_Short exercise_. Gather every line of the data below that contains the string "cloud", and copy each one out in full.

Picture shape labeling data
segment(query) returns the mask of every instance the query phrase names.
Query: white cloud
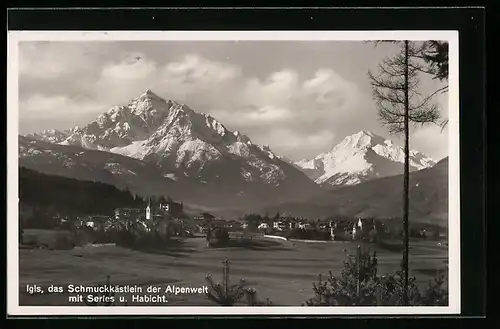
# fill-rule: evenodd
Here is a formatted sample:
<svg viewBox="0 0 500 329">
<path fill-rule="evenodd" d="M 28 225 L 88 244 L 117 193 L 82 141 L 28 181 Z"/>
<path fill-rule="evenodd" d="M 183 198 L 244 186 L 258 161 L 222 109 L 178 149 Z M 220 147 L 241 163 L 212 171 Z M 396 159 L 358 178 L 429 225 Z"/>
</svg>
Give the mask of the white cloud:
<svg viewBox="0 0 500 329">
<path fill-rule="evenodd" d="M 118 63 L 108 63 L 102 69 L 102 79 L 143 80 L 149 78 L 157 69 L 156 63 L 143 54 L 130 54 Z"/>
<path fill-rule="evenodd" d="M 88 116 L 89 112 L 98 113 L 104 110 L 100 104 L 81 98 L 69 98 L 64 95 L 35 94 L 19 103 L 22 118 L 59 117 L 64 115 Z"/>
<path fill-rule="evenodd" d="M 294 149 L 321 150 L 331 146 L 335 134 L 328 130 L 301 135 L 290 129 L 275 129 L 269 132 L 269 144 L 284 152 Z"/>
<path fill-rule="evenodd" d="M 266 80 L 248 79 L 238 95 L 242 105 L 289 107 L 300 92 L 298 74 L 293 70 L 272 73 Z"/>
<path fill-rule="evenodd" d="M 84 43 L 21 42 L 19 74 L 38 80 L 57 80 L 75 72 L 94 70 L 96 57 L 89 56 Z"/>
</svg>

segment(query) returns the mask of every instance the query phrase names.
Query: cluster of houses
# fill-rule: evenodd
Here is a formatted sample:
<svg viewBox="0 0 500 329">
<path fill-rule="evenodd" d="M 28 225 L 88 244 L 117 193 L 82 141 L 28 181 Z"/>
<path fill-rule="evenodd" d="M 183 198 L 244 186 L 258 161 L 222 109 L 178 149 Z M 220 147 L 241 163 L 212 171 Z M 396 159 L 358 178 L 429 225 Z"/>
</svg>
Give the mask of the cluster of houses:
<svg viewBox="0 0 500 329">
<path fill-rule="evenodd" d="M 248 224 L 246 224 L 248 227 Z M 356 239 L 361 232 L 369 232 L 371 230 L 377 233 L 377 230 L 385 231 L 386 228 L 383 224 L 375 222 L 373 219 L 358 218 L 353 220 L 317 220 L 316 222 L 309 222 L 305 219 L 297 218 L 278 218 L 272 221 L 263 221 L 258 226 L 259 231 L 288 231 L 293 229 L 316 229 L 321 231 L 330 232 L 332 240 L 337 238 L 342 239 Z"/>
<path fill-rule="evenodd" d="M 159 233 L 167 233 L 167 230 L 173 227 L 182 227 L 183 217 L 182 203 L 170 201 L 153 204 L 149 202 L 145 208 L 117 208 L 112 215 L 79 218 L 76 227 L 101 232 L 139 229 L 145 232 L 155 230 Z"/>
</svg>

_Output for this exercise_.
Query: white cloud
Give the mask of the white cloud:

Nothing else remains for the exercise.